#### [What the task requires]
Could you filter the records below down to the lines that include the word "dark"?

#### [Recorded data]

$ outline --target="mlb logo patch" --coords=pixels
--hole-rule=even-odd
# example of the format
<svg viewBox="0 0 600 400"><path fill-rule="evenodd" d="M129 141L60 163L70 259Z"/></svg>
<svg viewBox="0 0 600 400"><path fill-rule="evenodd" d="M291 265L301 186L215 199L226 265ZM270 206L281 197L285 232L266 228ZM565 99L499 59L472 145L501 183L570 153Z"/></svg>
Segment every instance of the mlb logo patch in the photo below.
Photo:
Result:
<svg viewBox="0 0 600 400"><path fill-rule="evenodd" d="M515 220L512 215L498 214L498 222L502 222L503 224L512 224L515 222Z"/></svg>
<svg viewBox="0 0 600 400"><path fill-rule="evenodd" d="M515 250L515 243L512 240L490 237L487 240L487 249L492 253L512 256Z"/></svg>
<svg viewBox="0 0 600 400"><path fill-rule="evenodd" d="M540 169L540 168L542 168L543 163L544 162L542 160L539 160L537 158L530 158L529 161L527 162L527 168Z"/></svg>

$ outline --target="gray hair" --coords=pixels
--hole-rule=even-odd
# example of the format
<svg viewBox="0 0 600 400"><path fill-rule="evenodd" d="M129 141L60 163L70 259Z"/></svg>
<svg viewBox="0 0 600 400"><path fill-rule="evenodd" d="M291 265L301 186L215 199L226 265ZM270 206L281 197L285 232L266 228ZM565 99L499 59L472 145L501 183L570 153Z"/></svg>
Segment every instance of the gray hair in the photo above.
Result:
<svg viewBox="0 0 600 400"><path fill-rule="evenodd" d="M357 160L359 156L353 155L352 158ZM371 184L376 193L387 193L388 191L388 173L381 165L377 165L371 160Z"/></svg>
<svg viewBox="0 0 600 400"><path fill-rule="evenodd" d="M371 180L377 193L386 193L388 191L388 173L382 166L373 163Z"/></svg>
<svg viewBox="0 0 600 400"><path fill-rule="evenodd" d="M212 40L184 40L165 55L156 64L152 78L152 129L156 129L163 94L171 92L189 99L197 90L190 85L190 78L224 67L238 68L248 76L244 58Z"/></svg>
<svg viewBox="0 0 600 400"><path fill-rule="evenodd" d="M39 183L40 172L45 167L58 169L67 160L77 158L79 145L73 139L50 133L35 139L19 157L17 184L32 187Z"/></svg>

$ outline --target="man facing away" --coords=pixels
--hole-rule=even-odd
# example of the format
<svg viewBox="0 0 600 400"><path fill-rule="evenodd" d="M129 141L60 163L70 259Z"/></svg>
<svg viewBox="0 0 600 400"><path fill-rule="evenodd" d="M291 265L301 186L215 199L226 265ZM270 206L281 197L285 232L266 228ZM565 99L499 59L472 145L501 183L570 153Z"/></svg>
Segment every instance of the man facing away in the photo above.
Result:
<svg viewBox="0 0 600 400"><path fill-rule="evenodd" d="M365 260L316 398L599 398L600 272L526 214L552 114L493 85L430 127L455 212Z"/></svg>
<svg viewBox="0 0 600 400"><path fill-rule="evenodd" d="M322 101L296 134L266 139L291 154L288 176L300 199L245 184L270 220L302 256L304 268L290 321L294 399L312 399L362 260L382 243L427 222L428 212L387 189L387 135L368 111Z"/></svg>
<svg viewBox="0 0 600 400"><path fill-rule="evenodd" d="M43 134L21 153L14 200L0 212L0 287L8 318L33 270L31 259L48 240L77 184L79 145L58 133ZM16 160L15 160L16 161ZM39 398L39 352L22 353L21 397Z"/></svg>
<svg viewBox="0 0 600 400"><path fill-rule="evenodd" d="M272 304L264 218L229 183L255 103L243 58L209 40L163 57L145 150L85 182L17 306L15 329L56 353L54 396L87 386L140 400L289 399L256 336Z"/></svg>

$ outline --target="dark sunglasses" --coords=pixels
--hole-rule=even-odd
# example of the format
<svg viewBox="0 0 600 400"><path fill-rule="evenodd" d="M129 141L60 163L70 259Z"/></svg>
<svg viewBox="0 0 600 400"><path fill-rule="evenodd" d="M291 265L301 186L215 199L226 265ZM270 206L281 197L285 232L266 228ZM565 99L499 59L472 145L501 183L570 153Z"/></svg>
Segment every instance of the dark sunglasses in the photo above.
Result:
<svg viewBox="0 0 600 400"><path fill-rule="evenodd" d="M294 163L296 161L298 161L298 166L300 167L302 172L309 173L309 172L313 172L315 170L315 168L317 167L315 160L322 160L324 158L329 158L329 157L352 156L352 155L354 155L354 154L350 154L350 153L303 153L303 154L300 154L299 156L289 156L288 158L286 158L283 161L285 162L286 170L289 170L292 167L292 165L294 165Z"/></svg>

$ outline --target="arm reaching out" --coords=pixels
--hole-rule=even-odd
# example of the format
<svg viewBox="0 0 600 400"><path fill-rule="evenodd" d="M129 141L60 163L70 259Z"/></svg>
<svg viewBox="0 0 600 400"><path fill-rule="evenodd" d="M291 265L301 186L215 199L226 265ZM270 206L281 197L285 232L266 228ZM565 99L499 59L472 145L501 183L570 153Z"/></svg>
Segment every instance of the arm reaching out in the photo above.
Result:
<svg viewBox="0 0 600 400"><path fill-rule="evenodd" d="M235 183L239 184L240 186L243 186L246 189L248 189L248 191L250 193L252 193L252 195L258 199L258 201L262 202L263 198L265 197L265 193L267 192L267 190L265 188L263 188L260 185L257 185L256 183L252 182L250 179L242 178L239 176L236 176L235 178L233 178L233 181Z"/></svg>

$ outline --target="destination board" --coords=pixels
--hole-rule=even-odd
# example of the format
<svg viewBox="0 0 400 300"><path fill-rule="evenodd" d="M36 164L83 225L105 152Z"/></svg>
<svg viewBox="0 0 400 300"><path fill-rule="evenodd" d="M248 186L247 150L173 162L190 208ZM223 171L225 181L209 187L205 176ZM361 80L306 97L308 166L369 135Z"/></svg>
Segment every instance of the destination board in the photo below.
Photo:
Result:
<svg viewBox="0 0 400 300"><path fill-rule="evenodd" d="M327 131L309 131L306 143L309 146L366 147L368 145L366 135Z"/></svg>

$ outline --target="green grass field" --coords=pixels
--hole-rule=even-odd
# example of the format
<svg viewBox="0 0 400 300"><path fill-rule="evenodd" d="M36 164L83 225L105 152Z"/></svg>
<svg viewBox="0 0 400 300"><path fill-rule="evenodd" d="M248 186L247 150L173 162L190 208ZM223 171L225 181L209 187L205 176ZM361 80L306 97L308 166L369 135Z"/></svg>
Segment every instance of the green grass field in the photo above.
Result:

#### [Result of this exercise]
$ outline --target="dark sunglasses" --coords=pixels
Segment every instance of the dark sunglasses in the photo above.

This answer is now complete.